*What to produce:* Reproduce each line of the data below without changing a single character.
-=-=-
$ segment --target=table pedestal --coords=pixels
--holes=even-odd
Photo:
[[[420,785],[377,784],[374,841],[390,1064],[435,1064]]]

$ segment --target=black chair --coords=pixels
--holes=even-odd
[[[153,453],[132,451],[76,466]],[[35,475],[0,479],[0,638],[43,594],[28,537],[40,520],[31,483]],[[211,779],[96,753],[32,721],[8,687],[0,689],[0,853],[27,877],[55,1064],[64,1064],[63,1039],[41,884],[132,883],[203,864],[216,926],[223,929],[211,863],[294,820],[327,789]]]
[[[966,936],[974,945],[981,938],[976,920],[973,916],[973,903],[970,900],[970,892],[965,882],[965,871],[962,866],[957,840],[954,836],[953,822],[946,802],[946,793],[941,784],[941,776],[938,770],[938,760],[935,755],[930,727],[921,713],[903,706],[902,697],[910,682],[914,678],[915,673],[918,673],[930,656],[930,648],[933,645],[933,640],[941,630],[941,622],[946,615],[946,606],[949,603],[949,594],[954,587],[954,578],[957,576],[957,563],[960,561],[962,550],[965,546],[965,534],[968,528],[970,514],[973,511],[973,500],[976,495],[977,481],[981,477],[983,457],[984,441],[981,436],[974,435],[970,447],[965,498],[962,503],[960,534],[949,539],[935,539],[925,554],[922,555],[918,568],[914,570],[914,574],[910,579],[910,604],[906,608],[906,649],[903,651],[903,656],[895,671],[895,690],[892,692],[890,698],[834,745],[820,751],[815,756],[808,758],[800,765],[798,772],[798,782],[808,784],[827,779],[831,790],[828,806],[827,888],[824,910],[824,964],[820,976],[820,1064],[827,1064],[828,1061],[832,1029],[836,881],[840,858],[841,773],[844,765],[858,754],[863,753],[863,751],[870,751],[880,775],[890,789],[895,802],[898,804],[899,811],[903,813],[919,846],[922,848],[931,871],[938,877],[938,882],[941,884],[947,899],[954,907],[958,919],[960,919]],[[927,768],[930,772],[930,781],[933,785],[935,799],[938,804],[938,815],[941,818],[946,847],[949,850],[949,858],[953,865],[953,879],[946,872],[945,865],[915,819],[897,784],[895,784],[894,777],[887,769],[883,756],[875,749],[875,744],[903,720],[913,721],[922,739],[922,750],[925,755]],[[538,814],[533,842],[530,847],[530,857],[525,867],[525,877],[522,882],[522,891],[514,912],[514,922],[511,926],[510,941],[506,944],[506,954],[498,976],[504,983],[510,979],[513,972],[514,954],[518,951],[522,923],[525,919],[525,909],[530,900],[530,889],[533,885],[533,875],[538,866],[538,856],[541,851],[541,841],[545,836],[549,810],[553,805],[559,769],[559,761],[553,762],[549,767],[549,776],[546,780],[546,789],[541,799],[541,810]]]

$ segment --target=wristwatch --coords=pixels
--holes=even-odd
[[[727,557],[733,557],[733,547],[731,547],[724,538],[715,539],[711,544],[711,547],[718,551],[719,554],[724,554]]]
-=-=-
*Written reply:*
$ segment --target=table pedestal --coords=pixels
--holes=even-odd
Photo:
[[[420,785],[377,784],[374,841],[390,1064],[435,1064]]]

$ segment --target=black chair --coords=pixels
--holes=even-odd
[[[153,453],[132,451],[76,466]],[[35,475],[0,479],[0,638],[43,594],[28,537],[40,520],[31,483]],[[211,779],[96,753],[32,721],[8,687],[0,689],[0,853],[27,877],[55,1064],[64,1064],[63,1039],[41,884],[132,883],[203,864],[216,926],[223,929],[211,863],[294,820],[327,789]]]
[[[966,936],[974,945],[981,938],[976,920],[973,916],[973,903],[970,900],[970,892],[965,882],[965,871],[962,866],[957,840],[954,836],[953,822],[946,802],[946,793],[941,784],[941,776],[938,770],[938,760],[935,755],[930,727],[921,713],[903,706],[902,697],[910,682],[914,678],[915,673],[918,673],[930,656],[930,648],[933,645],[933,640],[941,630],[941,622],[946,615],[946,606],[949,603],[949,594],[954,587],[954,578],[957,576],[957,563],[960,561],[962,550],[965,546],[965,534],[968,528],[970,514],[973,511],[973,500],[976,495],[977,481],[981,477],[983,457],[984,441],[981,436],[974,435],[970,447],[965,498],[962,503],[960,534],[949,539],[935,539],[925,554],[922,555],[918,568],[914,570],[914,574],[910,579],[910,604],[906,608],[906,649],[903,651],[903,656],[895,671],[895,690],[892,692],[890,698],[834,745],[820,751],[815,756],[808,758],[800,765],[798,772],[798,782],[808,784],[827,779],[831,790],[828,806],[827,888],[824,910],[824,964],[820,976],[820,1064],[827,1064],[828,1061],[832,1029],[836,881],[840,858],[841,773],[844,765],[858,754],[863,753],[863,751],[870,751],[880,775],[890,789],[895,802],[898,804],[899,811],[903,813],[919,846],[922,848],[931,871],[938,877],[938,882],[941,884],[947,899],[954,907],[958,919],[960,919]],[[927,768],[930,772],[930,781],[933,785],[935,799],[938,804],[938,815],[941,818],[946,847],[949,850],[949,858],[953,865],[953,879],[946,872],[945,865],[915,819],[897,784],[895,784],[894,777],[887,769],[883,756],[875,749],[875,744],[903,720],[913,721],[922,739],[922,750],[925,755]],[[538,814],[533,842],[530,847],[530,857],[525,867],[525,877],[522,882],[522,891],[514,912],[514,922],[511,926],[510,941],[506,944],[506,954],[498,976],[504,983],[510,979],[513,972],[514,954],[518,951],[522,923],[525,919],[525,909],[530,900],[530,889],[533,885],[533,875],[538,866],[538,856],[541,851],[541,841],[545,836],[549,810],[553,805],[559,769],[559,761],[553,762],[549,767],[549,776],[546,780],[546,789],[541,799],[541,810]]]

$ segment --target=wristwatch --coords=pixels
--holes=even-odd
[[[727,557],[733,557],[733,547],[731,547],[724,538],[715,539],[711,544],[711,547],[718,551],[719,554],[724,554]]]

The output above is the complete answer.